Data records
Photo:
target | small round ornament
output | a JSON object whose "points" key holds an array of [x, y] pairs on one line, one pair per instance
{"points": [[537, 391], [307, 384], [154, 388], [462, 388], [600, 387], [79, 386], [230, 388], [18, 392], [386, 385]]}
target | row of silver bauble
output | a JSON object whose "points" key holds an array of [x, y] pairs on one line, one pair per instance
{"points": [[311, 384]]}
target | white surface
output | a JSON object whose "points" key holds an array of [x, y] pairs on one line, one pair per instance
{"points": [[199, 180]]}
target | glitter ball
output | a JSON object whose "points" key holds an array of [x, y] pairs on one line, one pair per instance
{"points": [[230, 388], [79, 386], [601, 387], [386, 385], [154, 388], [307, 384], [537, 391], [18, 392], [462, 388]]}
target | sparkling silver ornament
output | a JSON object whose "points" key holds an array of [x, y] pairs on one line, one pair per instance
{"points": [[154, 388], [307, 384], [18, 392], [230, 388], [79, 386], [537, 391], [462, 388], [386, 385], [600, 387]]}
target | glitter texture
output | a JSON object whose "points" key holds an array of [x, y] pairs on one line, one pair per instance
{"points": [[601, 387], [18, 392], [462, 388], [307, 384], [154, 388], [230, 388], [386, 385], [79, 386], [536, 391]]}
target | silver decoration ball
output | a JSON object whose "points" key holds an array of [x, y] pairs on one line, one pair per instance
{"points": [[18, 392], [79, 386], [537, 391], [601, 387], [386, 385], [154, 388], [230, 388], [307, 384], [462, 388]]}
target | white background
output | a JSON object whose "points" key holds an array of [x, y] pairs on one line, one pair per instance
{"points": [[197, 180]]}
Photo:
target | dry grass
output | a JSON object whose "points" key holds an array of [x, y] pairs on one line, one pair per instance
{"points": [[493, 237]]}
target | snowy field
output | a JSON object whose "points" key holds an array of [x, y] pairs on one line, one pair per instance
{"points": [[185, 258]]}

Requirement: Copy the lines of the records word for word, starting with the line that contains "target | silver decoration ball" and going on through the last line of the records.

In response:
target | silver decoration ball
output | a JSON object whose "points" key holds an array of [x, y] pairs on one line, one pair per instance
{"points": [[18, 392], [79, 386], [537, 391], [601, 387], [386, 385], [154, 388], [230, 388], [307, 384], [462, 388]]}
target | white background
output | a JSON object whose "points" key holds an array of [x, y] pairs on one line, one pair per instance
{"points": [[197, 180]]}
Photo:
target | dry grass
output | a JSON object whose "points" key holds an array of [x, y] pairs on one line, one pair per instance
{"points": [[493, 237]]}
target | snowy field
output | a JSON object whose "points" key holds an array of [x, y] pairs on one line, one pair per instance
{"points": [[185, 258]]}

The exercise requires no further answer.